TEXTAUSZUG:
# taz.de -- Suizidprävention für Häftlinge: Zelle mit Fußbodenheizung
       
       > In der JVA Moabit wurde der erste Suizidpräventionsraum eröffnet. Berlin
       > folgte damit dem Beispiel von Leipzig.
       
 (IMG) Bild: Sieht nicht wie ein Haftraum aus: Suizidpräventionsraum in der JVA Moabit
       
       Inhaftierte unterliegen einem deutlich höheren Suizidrisiko [1][als
       Menschen in Freiheit]. Nun gibt es in der Justizvollzugsanstalt Moabit
       erstmals einen Suizidpräventionsraum. Berlin sei damit dem Vorbild von
       Leipzig gefolgt, hieß es am Donnerstag, als der Raum der Öffentlichkeit im
       Beisein von Justizsenatorin Felor Badenberg (CDU) vorgestellt wurde.
       
       Der 18 Quadratmeter große Raum hat die Ausmaße von zwei Gefängniszellen.
       Die Trennwand wurde herausgerissen, ein separater Sanitärbereich eingebaut.
       Die Wände sind hellblau gestrichen, die Möbel haben abgerundete Ecken.
       Unter dem Holzbelag verbirgt sich eine Fußbodenheizung, ein in die Wand
       integrierter Bildschirm ermöglicht Zugang zu einfachen Spielen und
       beruhigender Musik.
       
       Die Fenster lassen sich einen Spalt breit öffnen, ohne an das
       dahinterliegende Gitter zu kommen, es gibt weder Riegel noch Griffe. Die
       gesamte Ausstattung des kameraüberwachten Raumes ist darauf angelegt, sich
       selbst keinen Schaden zufügen zu können.
       
       ## Kameraüberwachter Raum
       
       Bislang werden Inhaftierte, die als suizidgefährdet gelten, zumeist in
       besonders gesicherten Zellen mit Kameraüberwachung untergebracht. Diese
       Zellen sind aber „wenig wohnlich“, wie es der Leiter der Abteilung
       Strafvollzug in der Justizverwaltung, Christian Richard, am Donnerstag
       formulierte. Es handelt sich um die gleichen Zellen, in die auch als
       gefährlich eingestufte Gefangene zur Disziplinierung gesperrt werden. Das
       Mobiliar ist karg und unverrückbar, Sanitäranlagen aus Edelstahl und die
       Wände teilweise gekachelt. Weil eine Verlegung in diese Räume befürchtet
       werde, würden Suizidgedanken mitunter nicht offenbart, sagte Richard.

Gespeicherte Einträge:
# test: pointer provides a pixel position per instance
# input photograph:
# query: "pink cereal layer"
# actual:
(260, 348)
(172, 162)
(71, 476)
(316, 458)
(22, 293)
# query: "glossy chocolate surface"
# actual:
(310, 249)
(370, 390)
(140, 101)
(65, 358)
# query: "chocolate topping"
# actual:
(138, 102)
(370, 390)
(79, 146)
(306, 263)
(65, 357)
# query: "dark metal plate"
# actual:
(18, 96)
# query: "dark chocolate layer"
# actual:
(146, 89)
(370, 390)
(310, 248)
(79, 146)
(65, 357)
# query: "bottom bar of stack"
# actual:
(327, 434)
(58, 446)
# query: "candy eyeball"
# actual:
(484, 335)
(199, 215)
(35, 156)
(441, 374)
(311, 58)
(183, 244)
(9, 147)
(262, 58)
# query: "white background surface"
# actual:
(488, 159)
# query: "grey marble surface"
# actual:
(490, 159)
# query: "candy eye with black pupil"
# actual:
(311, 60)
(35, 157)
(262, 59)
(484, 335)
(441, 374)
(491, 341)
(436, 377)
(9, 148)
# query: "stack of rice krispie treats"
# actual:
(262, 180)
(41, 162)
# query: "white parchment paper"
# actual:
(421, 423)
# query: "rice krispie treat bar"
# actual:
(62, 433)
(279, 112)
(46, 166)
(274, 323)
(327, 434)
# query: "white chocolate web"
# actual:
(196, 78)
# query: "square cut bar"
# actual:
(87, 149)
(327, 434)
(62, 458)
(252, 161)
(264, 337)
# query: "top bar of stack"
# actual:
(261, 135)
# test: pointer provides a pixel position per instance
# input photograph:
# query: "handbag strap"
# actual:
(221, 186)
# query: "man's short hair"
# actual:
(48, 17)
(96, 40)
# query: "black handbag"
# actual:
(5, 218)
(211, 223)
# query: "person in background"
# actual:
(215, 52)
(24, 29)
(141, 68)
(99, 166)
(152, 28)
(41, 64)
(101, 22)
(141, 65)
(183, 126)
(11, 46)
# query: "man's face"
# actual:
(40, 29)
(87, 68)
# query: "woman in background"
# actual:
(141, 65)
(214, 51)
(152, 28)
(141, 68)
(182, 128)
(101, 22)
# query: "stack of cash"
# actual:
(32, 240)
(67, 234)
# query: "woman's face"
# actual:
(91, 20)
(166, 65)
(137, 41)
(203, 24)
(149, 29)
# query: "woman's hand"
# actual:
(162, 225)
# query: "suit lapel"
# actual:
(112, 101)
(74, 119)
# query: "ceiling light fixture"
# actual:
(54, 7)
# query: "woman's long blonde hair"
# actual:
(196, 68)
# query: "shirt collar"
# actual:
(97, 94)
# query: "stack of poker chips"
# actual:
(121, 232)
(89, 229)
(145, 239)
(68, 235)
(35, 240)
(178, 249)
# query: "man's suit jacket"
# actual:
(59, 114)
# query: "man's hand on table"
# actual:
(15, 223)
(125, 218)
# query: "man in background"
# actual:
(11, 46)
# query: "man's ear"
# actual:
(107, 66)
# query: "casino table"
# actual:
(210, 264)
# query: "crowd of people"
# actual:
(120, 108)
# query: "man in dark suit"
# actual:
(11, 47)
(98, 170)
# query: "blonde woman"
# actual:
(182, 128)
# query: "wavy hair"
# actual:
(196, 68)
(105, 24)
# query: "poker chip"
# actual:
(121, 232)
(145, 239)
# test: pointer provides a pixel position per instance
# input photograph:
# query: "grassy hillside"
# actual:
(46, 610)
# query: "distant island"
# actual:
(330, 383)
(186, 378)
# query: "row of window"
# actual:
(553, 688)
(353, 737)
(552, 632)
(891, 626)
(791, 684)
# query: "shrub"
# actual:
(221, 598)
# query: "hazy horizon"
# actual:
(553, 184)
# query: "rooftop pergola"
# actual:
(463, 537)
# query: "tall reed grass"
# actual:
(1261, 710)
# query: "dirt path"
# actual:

AUFGABEN:
**a.** Gib aus dem Artikel über den Suizidpräventionsraum die Stelle unverändert aus, beginnend mit „Die Wände sind“ und weiter bis einschließlich „zufügen zu können.“.
**b.** Setze den Artikel über den Suizidpräventionsraum nach seinem letzten Satz fort.

LÖSUNGEN:
**a.**
Die Wände sind hellblau gestrichen, die Möbel haben abgerundete Ecken.
       Unter dem Holzbelag verbirgt sich eine Fußbodenheizung, ein in die Wand
       integrierter Bildschirm ermöglicht Zugang zu einfachen Spielen und
       beruhigender Musik.
       
       Die Fenster lassen sich einen Spalt breit öffnen, ohne an das
       dahinterliegende Gitter zu kommen, es gibt weder Riegel noch Griffe. Die
       gesamte Ausstattung des kameraüberwachten Raumes ist darauf angelegt, sich
       selbst keinen Schaden zufügen zu können.

**b.**
       
       [2][Bundesweit] haben sich nach Angaben des Abteilungsleiters in der Zeit
       von 2000 bis 2024 im Durchschnitt 74 Gefangene pro Jahr das Leben genommen.
       In Berlin waren es 2024 und 2025 jeweils fünf. Jeweils zwei Suizide
       geschahen in der JVA Moabit.
       
       In den Berliner Haftanstalten sitzen rund 3.500 Menschen ein. Ein einziger
       Suizidpräventionsraum wirkt da wie Tropfen auf den heißen Stein.
       Justizsenatorin Badenberg kündigte bei der Pressekonferenz zwar an, dass
       der Suizidpräventionsraum „keine singuläre Erscheinung“ bleiben werde,
       vermochte das auf Nachfrage aber nicht mit Angaben auf zur Verfügung
       stehende Haushaltsmittel zu unterfüttern. Ohne Mobiliar hat der Raum in der
       JVA Moabit 340.000 Euro gekostet.
       
       An der Suizidprävention in den Gefängnissen wird laut Justizverwaltung seit
       Jahren kontinuierlich gearbeitet. Mit einem Screening bei Haftbeginn werde
       untersucht, ob Anzeichen für eine erhöhte Gefahr bestehen. Mit einem
       fortlaufenden Monitoring werde versucht, das Risiko zu minimieren. Sei ein
       Häftling bei bestimmten Risikofaktoren auffällig, werde der ärztliche oder
       psychologische Dienst hinzugezogen.
       
       Zur Wahrheit gehört aber auch das: „Wenn die betreffende Person es partout
       verbirgt, wird es keiner merken.“ Der Psychotherapeut Jens Gräbener sagte
       das 2019 bei einer [3][Expertenanhörung im Abgeordnetenhaus zum Thema
       Suizidprävention]. Die Psychotherapeutin Maja Meischner-Al-Mousawi,
       seinerzeit in der JVA Leipzig für Suizidgefährdete zuständig, bezeichnete
       die sogenannten „weichen Kriterien“ für die Suizidprävention als sehr
       wichtig: ein gutes Anstaltsklima etwa, in dem sich die Insassen trauten,
       über seelische Nöte zu sprechen.
       
       Zudem hatte die Anhörung gezeigt, dass die Suizidrate in den Berliner
       Gefängnissen zu dieser Zeit etwas höher war als im Bundesdurchschnitt. Und
       dass es in Berlin selbst Unterschiede gab. Mit 55 Suiziden zwischen 2000
       bis 2018 war die JVA Moabit mit ihrer Untersuchungshaftanstalt für Männer
       mit Abstand am häufigsten betroffen gewesen.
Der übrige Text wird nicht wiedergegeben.